Exercise details | Calculate how many lines of the data hold "basket". The answer consists of that number only.

Given entries |

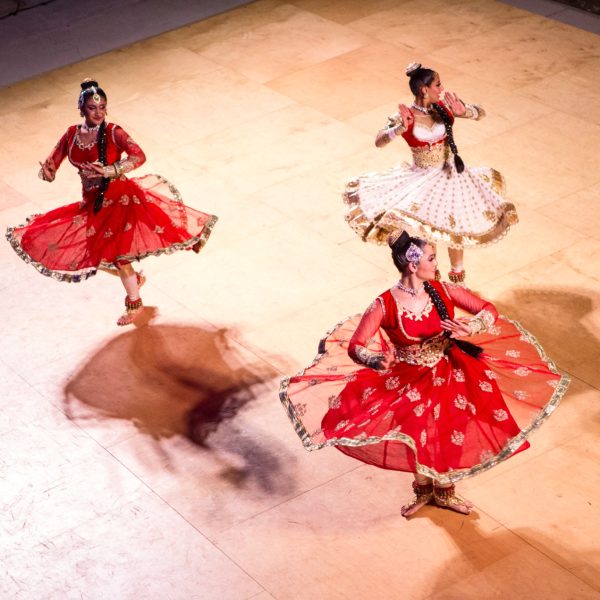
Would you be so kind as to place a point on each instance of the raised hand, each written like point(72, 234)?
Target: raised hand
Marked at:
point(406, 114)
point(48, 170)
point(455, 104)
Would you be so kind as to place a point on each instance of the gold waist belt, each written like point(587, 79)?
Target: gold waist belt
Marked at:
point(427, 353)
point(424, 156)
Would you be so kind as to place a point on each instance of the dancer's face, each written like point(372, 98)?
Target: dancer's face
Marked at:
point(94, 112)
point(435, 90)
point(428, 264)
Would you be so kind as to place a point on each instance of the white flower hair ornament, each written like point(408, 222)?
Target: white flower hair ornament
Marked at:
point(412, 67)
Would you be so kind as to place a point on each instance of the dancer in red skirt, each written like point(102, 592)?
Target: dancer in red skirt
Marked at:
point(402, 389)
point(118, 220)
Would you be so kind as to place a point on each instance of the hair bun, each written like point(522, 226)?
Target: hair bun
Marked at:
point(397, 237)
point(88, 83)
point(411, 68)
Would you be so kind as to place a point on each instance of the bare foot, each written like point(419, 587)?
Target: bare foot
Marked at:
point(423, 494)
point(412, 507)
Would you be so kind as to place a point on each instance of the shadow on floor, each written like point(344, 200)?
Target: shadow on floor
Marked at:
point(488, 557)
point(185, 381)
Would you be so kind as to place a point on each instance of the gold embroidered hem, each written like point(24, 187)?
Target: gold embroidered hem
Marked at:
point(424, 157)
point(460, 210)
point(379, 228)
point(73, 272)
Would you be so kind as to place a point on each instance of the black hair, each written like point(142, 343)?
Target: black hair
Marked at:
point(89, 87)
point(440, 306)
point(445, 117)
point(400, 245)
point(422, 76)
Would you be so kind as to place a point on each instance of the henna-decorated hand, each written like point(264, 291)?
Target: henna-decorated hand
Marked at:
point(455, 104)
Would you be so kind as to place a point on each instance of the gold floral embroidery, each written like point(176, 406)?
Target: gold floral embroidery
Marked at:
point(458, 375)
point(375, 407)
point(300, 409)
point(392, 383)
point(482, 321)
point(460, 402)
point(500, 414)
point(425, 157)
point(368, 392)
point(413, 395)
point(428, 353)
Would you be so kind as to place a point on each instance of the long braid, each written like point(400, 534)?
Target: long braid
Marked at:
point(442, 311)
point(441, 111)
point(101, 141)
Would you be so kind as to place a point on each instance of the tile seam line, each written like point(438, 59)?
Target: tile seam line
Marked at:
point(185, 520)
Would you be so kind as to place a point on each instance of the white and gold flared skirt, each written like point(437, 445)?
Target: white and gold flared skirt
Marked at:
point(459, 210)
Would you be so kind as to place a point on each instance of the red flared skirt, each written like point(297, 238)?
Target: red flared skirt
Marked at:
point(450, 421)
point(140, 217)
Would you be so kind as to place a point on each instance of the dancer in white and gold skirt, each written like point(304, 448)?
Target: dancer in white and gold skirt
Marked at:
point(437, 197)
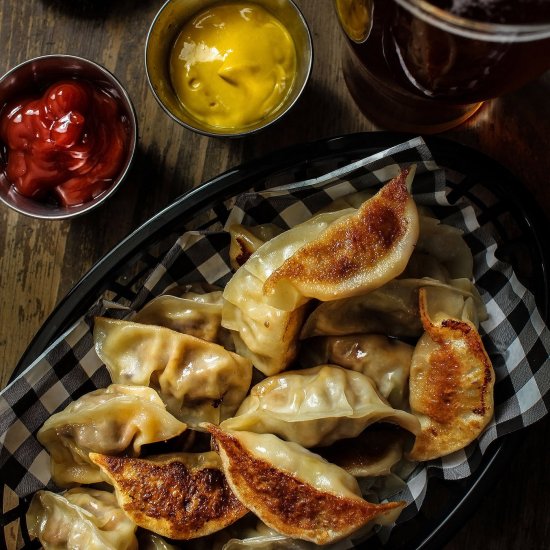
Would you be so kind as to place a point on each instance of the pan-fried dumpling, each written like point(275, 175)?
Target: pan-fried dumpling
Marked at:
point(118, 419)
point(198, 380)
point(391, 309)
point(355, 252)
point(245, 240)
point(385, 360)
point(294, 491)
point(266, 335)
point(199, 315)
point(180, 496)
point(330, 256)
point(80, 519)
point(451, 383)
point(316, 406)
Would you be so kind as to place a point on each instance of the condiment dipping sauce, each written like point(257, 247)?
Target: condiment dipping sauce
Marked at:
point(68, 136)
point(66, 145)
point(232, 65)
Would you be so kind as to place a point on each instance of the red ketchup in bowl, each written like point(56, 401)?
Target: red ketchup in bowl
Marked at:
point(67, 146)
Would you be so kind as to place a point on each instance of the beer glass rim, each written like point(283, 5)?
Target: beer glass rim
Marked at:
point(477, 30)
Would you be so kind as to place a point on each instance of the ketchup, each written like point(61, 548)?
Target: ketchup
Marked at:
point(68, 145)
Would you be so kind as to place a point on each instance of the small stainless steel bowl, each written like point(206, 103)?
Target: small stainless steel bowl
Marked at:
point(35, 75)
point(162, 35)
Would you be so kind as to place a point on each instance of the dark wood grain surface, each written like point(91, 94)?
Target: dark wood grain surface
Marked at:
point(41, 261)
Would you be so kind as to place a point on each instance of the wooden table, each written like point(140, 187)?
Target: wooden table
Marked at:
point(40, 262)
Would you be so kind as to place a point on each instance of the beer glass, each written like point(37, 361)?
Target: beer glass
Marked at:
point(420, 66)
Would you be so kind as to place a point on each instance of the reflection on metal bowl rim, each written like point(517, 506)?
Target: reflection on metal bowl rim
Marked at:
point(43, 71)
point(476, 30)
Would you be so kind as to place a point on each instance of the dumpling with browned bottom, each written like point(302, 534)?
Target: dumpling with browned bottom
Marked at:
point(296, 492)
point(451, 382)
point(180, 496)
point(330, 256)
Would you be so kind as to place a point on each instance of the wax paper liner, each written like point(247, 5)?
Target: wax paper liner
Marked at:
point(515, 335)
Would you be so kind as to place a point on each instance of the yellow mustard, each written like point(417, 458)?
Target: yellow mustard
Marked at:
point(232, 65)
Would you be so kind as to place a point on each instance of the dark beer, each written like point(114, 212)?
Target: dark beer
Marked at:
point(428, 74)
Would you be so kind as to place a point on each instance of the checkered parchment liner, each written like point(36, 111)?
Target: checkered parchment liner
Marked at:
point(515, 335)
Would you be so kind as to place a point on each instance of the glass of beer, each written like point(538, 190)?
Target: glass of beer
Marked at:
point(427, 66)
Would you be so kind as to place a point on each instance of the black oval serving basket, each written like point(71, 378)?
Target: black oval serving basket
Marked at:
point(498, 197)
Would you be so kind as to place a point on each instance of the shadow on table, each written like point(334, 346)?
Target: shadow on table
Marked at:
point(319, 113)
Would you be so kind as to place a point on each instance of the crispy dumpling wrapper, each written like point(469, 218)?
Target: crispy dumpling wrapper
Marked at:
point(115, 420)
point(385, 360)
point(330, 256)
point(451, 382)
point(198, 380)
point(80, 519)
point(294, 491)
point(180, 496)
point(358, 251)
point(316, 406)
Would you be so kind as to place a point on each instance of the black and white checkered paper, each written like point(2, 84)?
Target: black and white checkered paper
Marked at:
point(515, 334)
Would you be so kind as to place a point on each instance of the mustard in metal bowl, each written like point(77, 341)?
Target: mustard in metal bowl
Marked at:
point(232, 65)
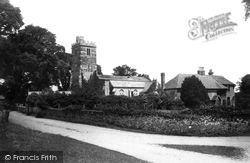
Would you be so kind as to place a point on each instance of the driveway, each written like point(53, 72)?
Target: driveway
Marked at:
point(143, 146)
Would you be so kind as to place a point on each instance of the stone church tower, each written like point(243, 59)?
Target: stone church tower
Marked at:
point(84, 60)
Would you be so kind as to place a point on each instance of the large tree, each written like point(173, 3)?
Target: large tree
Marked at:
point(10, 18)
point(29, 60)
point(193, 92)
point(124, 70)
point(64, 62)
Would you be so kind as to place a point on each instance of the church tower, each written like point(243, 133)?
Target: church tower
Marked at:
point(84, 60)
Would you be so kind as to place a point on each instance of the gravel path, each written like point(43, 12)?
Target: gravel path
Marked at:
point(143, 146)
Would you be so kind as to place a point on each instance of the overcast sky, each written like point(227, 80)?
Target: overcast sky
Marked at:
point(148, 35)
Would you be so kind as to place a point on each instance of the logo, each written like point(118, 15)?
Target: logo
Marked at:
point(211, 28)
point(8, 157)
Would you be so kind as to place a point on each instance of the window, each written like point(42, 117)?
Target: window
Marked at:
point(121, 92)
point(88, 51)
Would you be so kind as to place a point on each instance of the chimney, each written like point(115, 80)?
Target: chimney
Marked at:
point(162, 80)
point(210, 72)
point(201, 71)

Solution to the problem | 2